DATA PROVIDED
# # #

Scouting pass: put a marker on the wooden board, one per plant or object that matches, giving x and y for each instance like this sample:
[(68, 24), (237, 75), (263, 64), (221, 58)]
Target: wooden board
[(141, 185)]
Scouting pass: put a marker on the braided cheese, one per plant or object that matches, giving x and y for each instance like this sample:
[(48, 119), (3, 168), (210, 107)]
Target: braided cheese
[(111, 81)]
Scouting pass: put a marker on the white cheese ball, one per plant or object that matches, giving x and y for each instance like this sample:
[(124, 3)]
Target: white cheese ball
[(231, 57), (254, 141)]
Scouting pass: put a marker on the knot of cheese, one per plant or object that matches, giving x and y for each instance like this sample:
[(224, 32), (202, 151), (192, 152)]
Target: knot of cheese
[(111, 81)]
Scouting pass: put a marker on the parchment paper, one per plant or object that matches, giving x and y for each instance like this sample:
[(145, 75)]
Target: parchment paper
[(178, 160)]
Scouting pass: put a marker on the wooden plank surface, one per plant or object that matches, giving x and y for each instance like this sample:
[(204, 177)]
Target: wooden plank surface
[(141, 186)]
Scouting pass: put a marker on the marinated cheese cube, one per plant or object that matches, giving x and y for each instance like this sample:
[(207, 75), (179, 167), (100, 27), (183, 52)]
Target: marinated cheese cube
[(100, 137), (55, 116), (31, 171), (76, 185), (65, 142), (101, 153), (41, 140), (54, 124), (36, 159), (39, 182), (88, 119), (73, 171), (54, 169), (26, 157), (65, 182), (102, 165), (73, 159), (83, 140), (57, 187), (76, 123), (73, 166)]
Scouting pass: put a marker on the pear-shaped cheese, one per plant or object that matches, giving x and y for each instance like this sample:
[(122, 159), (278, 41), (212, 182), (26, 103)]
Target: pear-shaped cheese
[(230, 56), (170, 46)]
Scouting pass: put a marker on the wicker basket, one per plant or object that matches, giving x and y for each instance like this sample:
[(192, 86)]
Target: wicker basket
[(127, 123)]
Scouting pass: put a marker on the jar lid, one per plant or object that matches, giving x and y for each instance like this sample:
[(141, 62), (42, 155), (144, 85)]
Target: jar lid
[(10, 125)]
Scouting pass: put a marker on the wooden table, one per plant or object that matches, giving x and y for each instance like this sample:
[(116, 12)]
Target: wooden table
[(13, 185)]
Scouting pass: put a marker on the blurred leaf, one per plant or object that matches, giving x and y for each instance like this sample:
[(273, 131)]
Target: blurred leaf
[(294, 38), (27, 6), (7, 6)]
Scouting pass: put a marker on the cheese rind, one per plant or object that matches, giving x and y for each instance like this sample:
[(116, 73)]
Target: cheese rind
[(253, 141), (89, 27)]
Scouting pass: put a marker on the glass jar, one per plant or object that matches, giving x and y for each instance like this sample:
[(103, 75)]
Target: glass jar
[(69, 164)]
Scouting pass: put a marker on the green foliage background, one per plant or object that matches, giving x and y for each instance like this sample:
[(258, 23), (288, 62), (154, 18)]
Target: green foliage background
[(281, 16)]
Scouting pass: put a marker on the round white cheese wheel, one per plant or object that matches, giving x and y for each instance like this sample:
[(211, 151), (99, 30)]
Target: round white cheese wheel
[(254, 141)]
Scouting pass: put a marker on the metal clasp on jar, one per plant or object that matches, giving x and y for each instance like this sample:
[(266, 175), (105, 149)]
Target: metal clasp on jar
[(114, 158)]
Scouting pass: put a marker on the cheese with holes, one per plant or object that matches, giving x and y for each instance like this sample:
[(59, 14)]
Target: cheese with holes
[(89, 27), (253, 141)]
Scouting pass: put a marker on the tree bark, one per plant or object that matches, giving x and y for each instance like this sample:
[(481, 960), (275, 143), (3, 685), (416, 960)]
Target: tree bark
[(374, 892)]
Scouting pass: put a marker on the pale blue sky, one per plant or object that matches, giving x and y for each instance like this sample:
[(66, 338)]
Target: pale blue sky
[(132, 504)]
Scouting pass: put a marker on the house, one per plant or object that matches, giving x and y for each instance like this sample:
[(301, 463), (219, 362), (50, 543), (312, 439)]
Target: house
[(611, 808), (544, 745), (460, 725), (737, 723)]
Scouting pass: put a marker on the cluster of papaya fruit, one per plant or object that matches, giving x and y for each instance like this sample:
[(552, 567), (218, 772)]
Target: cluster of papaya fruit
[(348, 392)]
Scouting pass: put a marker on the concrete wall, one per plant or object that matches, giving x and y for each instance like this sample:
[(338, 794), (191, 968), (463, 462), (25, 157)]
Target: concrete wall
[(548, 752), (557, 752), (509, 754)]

# # #

STATED TASK
Reproduce every row above, replacing "put a marker" with "place a point" wherever it occurs and keeping all other text the same.

RESPONSE TO THIS EXERCISE
Scouting pass: place a point on the wooden board, one per plant or object that matches, giving x and y for each instance like this sample:
[(68, 24), (237, 75), (263, 64), (221, 58)]
Target: wooden board
[(141, 185)]
Scouting pass: place a point on the braided cheese, one per plant or object that matches, giving x and y for each instance like this sample:
[(48, 119), (3, 168), (210, 107)]
Target: braided cheese
[(111, 81)]
Scouting pass: place a point on the white cheese ball, one per plant or object that matches, giving x and y for each instance like this sample:
[(124, 3)]
Target: white cheese ball
[(231, 57), (254, 141)]
Scouting pass: place a point on the knot of cheese, one per plant or object that matches, giving x and y for each instance like this sample:
[(224, 32), (202, 151), (192, 152)]
Target: knot of cheese
[(111, 81)]
Scouting pass: place a point on the parchment paper, one per plant or object that matches, giving x and y for each instance like this sample:
[(145, 75)]
Target: parchment paper
[(178, 160)]
Scouting pass: place a point on the wooden plank surface, one per plant or object that matches, giving x and y for each instance like this sample:
[(204, 177)]
Target: wooden plank surface
[(141, 186)]
Scouting pass: place a point on the marinated cheese cube, one per plant or object that matches, giving x and y for each instance like this sample:
[(207, 75), (179, 167), (100, 27), (183, 52)]
Target: marinated cheese cube
[(100, 137), (55, 116), (31, 171), (76, 185), (65, 142), (101, 153), (41, 140), (54, 124), (36, 159), (39, 182), (88, 119), (73, 171), (54, 169), (26, 157), (65, 182), (102, 165), (73, 159), (83, 140), (57, 187), (76, 123), (73, 166)]
Scouting pass: place a point on the pear-shaped cheese, one per plant or object that matches, giving x and y for each instance like this sample:
[(122, 159), (278, 41), (212, 182), (26, 103)]
Target: pear-shaped cheese
[(230, 56), (170, 46)]
Scouting pass: place a point on the wicker basket, one per plant or object that matches, giving x and y for each instance like this sample:
[(192, 86)]
Target: wicker basket
[(127, 123)]
Scouting pass: place a point on the jar lid, one per plant or object that matches, giving x and y for each instance like this sample:
[(141, 62), (42, 155), (144, 85)]
Target: jar lid
[(10, 125)]
Scouting pass: place a point on the wooden table, one per plant or object that matches, giving x and y for each instance like this sample:
[(116, 12)]
Target: wooden table
[(13, 185)]
Scouting pass: place a point on the blurred leaf, one per plant or object that matches, giving x and y for each instance like this sample:
[(273, 131)]
Target: blurred leaf
[(294, 38), (27, 6), (7, 6)]
Scouting pass: place a point on the cheese rind, one per plant or object that matches, giving x and y for each instance like this sample:
[(116, 73)]
Target: cheese rind
[(253, 141), (89, 27)]
Scouting pass: place a point on the glass jar, one per plant or object that matches, giving x and y for each instance like this sample:
[(103, 75)]
Target: glass jar
[(69, 164)]
Scouting pass: place a point on the green foliage background, one per plant or object that matches, giving x and y for each instance like this sample:
[(258, 23), (288, 62), (154, 18)]
Target: green foliage background
[(281, 16)]
Scouting pass: place a point on the round white cheese wheel, one per plant or object that matches, giving x and y for each instance like this sample:
[(211, 151), (99, 30)]
Target: round white cheese wheel
[(254, 141)]
Scouting pass: place a point on the metal clasp on jar, one per plant or object that matches, giving x and y for each instance like this sample:
[(266, 175), (105, 149)]
Target: metal clasp on jar
[(114, 158)]
Scouting pass: place a point on the cheese with holes, one per plant or object that matches, giving x and y for each instance like this sample:
[(59, 14)]
Target: cheese with holes
[(89, 27), (253, 141)]
Scouting pass: place a point on the tree bark, one per plant or object that matches, giving x and y for each instance like this sample:
[(481, 960), (275, 143), (3, 685), (416, 960)]
Target: tree bark
[(374, 892)]
Scouting pass: place a point on the pale blue sky, one per plant or object that matches, giving x and y for each instance like this sample:
[(66, 338)]
Target: pale blue sky
[(132, 504)]
Scouting pass: place a point on the house, one per plant or object that matches, giving x and y for each instance like this sample:
[(301, 463), (219, 362), (50, 543), (312, 439)]
Target: house
[(611, 808), (544, 745), (460, 725), (737, 723)]
Scouting pass: place a point on the cluster of papaya fruit, one per plant or object that matches, giving x and y for each instance like this sample:
[(552, 567), (218, 772)]
Target: cluster of papaya fruit
[(348, 392)]
Scouting pass: place a point on the concrete wall, one per plant or object that matches, giving x and y for each instance like this sample:
[(338, 794), (191, 968), (463, 462), (25, 157)]
Target: concrete wall
[(548, 752), (557, 752), (509, 754)]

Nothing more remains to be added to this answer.